DOCUMENT EXTRACT.
- - -
Los Angeles Dodgers – No. 63
- Pitcher
- Born: May 30, 1998 (age 28) Rancho Santa Fe, California, U.S.
- Bats: RightThrows: Right

MLB debut
- September 12, 2023, for the Los Angeles Dodgers

MLB statistics (through September 4, 2026)
- Win–loss record: 4–2
- Earned run average: 3.78
- Strikeouts: 62
- Stats at Baseball Reference

Teams
- Los Angeles Dodgers (2023–2024, 2026–present);

= Kyle Hurt =

American baseball player (born 1998)

Kyle Dillon Hurt (born May 30, 1998) is an American professional baseball pitcher for the Los Angeles Dodgers of Major League Baseball (MLB). He made his MLB debut in 2023.

==Amateur career==
Hurt attended Torrey Pines High School in San Diego, California, where he played baseball. For his high school career, he had a 1.51 ERA and 187 strikeouts. He missed time during his senior season in 2017 due to a knee injury, and went unselected in the 2017 Major League Baseball draft.

Hurt enrolled at the University of Southern California (USC), where he played three seasons of college baseball for the USC Trojans. In 2018, he played collegiate summer baseball in the Cape Cod Baseball League with the Chatham Anglers. He ended his collegiate career with a 9–13 record, a 5.06 ERA and 170 strikeouts over 172 2/3 innings pitched.
- - -
LISTED RECORDS.
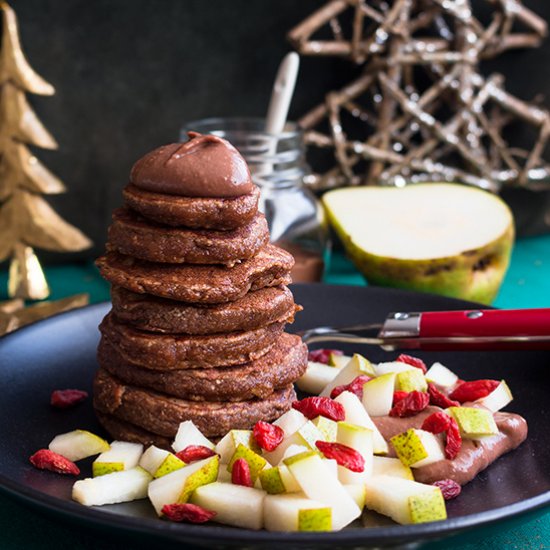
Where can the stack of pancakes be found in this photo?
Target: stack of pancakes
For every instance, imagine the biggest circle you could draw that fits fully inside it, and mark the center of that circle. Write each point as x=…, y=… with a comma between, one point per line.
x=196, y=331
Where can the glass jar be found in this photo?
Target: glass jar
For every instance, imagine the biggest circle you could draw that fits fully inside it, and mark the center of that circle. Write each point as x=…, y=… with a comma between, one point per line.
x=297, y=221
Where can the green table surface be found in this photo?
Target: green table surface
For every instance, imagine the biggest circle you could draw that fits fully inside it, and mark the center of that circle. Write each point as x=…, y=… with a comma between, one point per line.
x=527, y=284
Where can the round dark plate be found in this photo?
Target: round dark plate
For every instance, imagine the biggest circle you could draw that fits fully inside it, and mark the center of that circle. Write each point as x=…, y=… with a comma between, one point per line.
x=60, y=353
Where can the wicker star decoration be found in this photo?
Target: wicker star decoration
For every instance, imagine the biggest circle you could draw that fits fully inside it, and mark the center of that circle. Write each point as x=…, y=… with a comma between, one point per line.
- - -
EXERCISE.
Render this sentence from the Kyle Hurt biography in Spanish: "Hurt attended Torrey Pines High School in San Diego, California, where he played baseball."

ANSWER BELOW.
Hurt asistió a la escuela secundaria Torrey Pines en San Diego, California, donde jugó béisbol.